[TEXT EXTRACT]:

+===+

In 2018, while hunting for an undisclosed US government spacecraft lost in a launch mishap, he spotted the signature of IMAGE (Imager for Magnetopause-to-Aurora Global Exploration), a NASA spacecraft believed to have died in December 2005. The discovery delighted space scientists.
Tilley has also picked up signals from NASA's Mars Reconnaissance Orbiter, and the United Arab Emirates Hope probe, both orbiting Mars some 124 million miles away. He uses a homemade 60-centimeter dish and relies on software-defined radios (SDRs) to accomplish the task.
Radio amateurs have been listening for signals from space since the 1957 launch of Sputnik 1, which transmitted at around 20 MHz.
The following links provide more information about Tilley's wonderful achievements:
1. Meet a Citizen Scientist: Scott Tilley - NASA
2. Ham Radio Operators Hack a NASA Spacecraft - SpaceWeatherArchive
3. Long-Lost U.S. Military Satellite Found By Amateur Radio Operator - npr
4. Canadian Radio Amateur Finds Resurrected NASA Satellite - ARRL
The above radio amateurs and amateur astronomers are a good example of how one can explore Deep-Space with a moderate dish antenna, SDR and Software. You might ask me to elaborate on how this can be achieved. Well I am not going to try explain how to receive Microwave Signals from Deep-Space. I will however introduce you to David Prutchi, Ph.D., N2QG who wrote a comprehensive whitepaper that focuses on amateur reception of deep-space probes at S- and X-band frequencies. He explains the selection and construction of antennas, feeds, LNA's, down converters, receivers, software for antenna tracking and SDR signal processing. The whitepaper consists of 55 pages with valuable information. A must read if you are interested in Deep-Space communications, space exploration and radio astronomy.
Image: Deep Space Antennas - David Prutchi N2QG
Here is the link:
Receiving Microwave Signals from Deep-Space Probes: Amateur DSN and the Ulitmate DX (PDF)
In the vast landscape of technological advancement, there are countless unsung heroes whose contributions have had a profound impact on the modern world. Among them, amateur radio operators stand tall as pioneers of innovation in the field of communications. From the early days of Morse code to the era of digital signal processing, the innovations driven by amateur radio enthusiasts have left an indelible mark on the way we connect and communicate today. Receiving Microwave Signals from Deep-Space is a reality as proven by the above radio amateurs.
I am convinced that receiving microwave signals from deep-space is now more accessible and possible than ever before for amateur radio operators that's also amateur astronomers. But what about transmitting signals to deep-space?
Radio Amateurs already reflect signals off the moon and receive them on earth. So we know that with moderate RF power, and a modest antenna, and an SDR receiver one could do a lot better, because there are losses in the reflection process. However, The distance to Mars varies from 35 million miles to 250 million miles, depending on the positions of the planets. 35 million miles is still about 150 times farther than the moon. To transmit signals into space is quite easy but sending the "correct" radio signals millions of miles into deep-space is another challenge for radio amateurs that should be explored.

+===+

[DATA]:
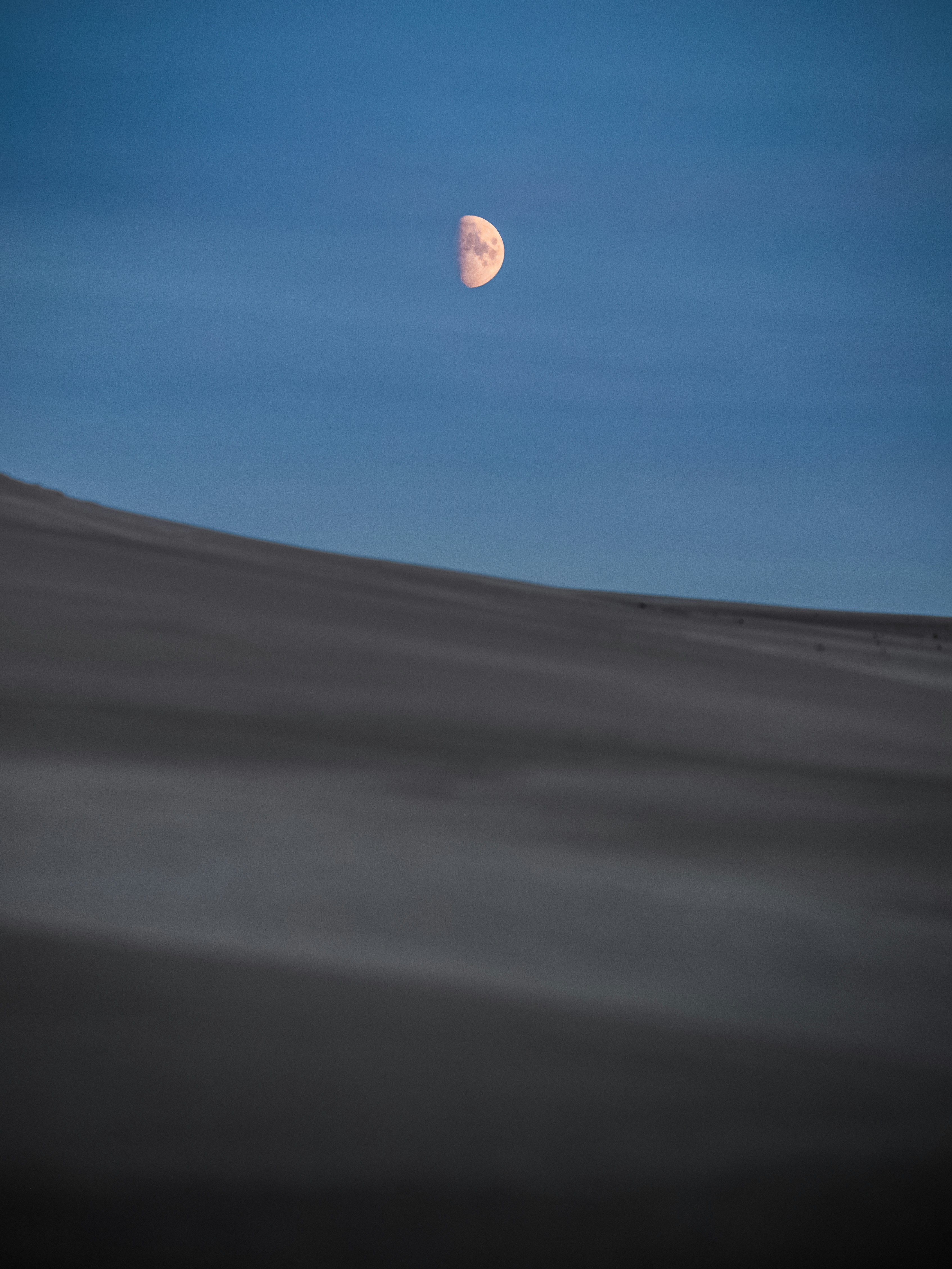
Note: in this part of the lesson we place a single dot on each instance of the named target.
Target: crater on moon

+===+

[REQUIRED TASK 1]: Reproduce the passage of the amateur deep-space radio text that starts at "In 2018, while" and ends after "accomplish the task.".
[REQUIRED TASK 2]: Go on with the text about amateur deep-space radio from the point where it stops.

[RESPONSE 1]:
In 2018, while hunting for an undisclosed US government spacecraft lost in a launch mishap, he spotted the signature of IMAGE (Imager for Magnetopause-to-Aurora Global Exploration), a NASA spacecraft believed to have died in December 2005. The discovery delighted space scientists.
Tilley has also picked up signals from NASA's Mars Reconnaissance Orbiter, and the United Arab Emirates Hope probe, both orbiting Mars some 124 million miles away. He uses a homemade 60-centimeter dish and relies on software-defined radios (SDRs) to accomplish the task.

[RESPONSE 2]:
Transmitting radio signals to deep space, such as to spacecraft or to search for extraterrestrial intelligence, involves sending electromagnetic waves at the speed of light through the vast distances of space. This requires specialized technologies for transmitting signals, and sophisticated coding techniques to minimize noise and ensure reliable communication.
Here's a more detailed look:
1. Radio Waves as the Medium: Radio waves are a form of electromagnetic radiation, which means they travel at the speed of light, which is approximately 300,000 kilometers per second. While not instantaneous, radio transmissions are relatively fast, especially when compared to the distances involved in deep space communications.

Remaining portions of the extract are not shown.